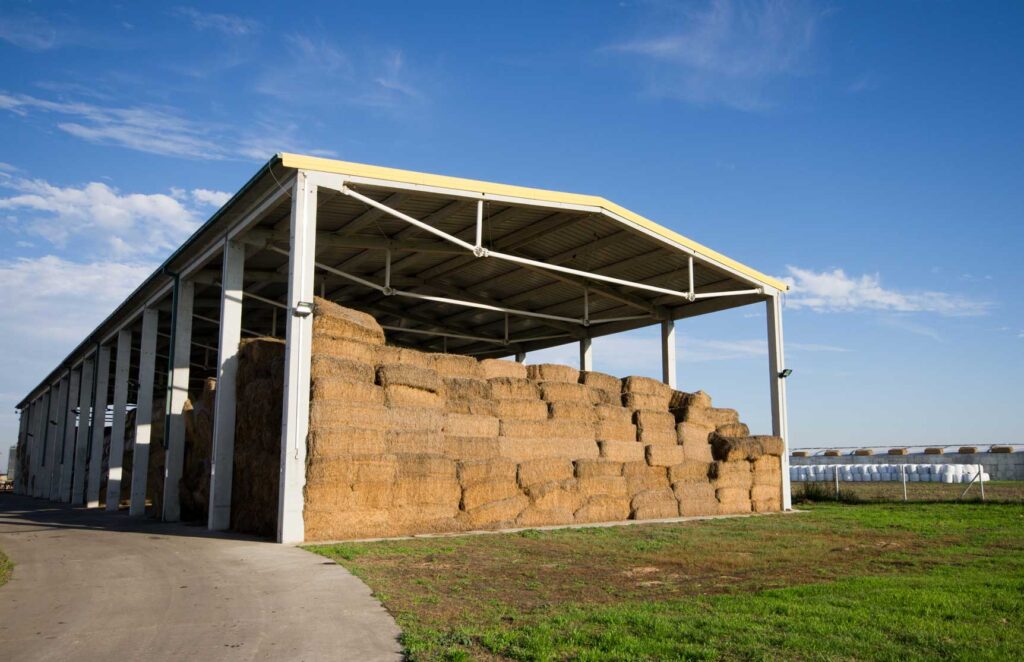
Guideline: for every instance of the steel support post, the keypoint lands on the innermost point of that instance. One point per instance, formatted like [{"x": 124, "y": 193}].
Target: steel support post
[
  {"x": 122, "y": 366},
  {"x": 295, "y": 423},
  {"x": 776, "y": 364},
  {"x": 70, "y": 430},
  {"x": 669, "y": 353},
  {"x": 98, "y": 426},
  {"x": 222, "y": 465},
  {"x": 177, "y": 386},
  {"x": 82, "y": 433},
  {"x": 143, "y": 412}
]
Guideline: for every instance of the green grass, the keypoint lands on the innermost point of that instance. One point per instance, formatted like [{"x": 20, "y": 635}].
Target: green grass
[{"x": 882, "y": 581}]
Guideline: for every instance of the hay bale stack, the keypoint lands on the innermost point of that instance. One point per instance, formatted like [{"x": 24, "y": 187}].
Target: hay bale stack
[{"x": 259, "y": 388}]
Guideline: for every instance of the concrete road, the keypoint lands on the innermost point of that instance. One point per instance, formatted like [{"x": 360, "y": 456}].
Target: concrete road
[{"x": 90, "y": 585}]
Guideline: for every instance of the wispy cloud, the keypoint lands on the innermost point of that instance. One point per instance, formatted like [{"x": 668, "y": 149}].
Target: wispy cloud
[
  {"x": 835, "y": 290},
  {"x": 727, "y": 52}
]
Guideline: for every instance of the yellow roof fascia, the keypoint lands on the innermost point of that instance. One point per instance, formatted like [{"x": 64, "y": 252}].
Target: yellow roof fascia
[{"x": 443, "y": 181}]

§ OBIETTIVO:
Riscrivi tutti i record sostituendo "innermost" con "central" e senza cambiare nient'altro. Non includere le immagini.

§ RISPOSTA AL PROBLEMA:
Guideline: for every instance of the steel support post, the keypoint lands on the central point of that instance. One point per instance, formatted like [{"x": 124, "y": 193}].
Target: steel support post
[
  {"x": 122, "y": 366},
  {"x": 295, "y": 423},
  {"x": 776, "y": 364},
  {"x": 70, "y": 430},
  {"x": 669, "y": 353},
  {"x": 98, "y": 426},
  {"x": 222, "y": 465},
  {"x": 177, "y": 386},
  {"x": 82, "y": 433},
  {"x": 143, "y": 412}
]
Guideline: for every instance of the green grass, the keypoint lands on the central point of that instance. One point per instance, formatted like [{"x": 20, "y": 635}].
Target: green grass
[{"x": 882, "y": 581}]
Guideline: for every instance of the hay bale stack, the keypoint lands on the central point of that instance. One point per instance, formatted like [{"x": 24, "y": 187}].
Target: hay bale stack
[{"x": 259, "y": 388}]
Guideline: for every instance of the concrete road, the keypoint lands on the central point of that instance. One point per instance, formatted like [{"x": 360, "y": 456}].
Target: concrete road
[{"x": 90, "y": 585}]
Guideline: for every instance of the wispy cloud, the keypoint lands on the central point of that instance. One point per instance, formatted like [{"x": 668, "y": 149}].
Target: wispy cloud
[
  {"x": 835, "y": 290},
  {"x": 727, "y": 52}
]
Guideline: for every instance of the yellow roof fascia, the keypoint lands on the central point of that instance. One point per instance, formatted like [{"x": 64, "y": 252}].
Target: yellow roof fascia
[{"x": 443, "y": 181}]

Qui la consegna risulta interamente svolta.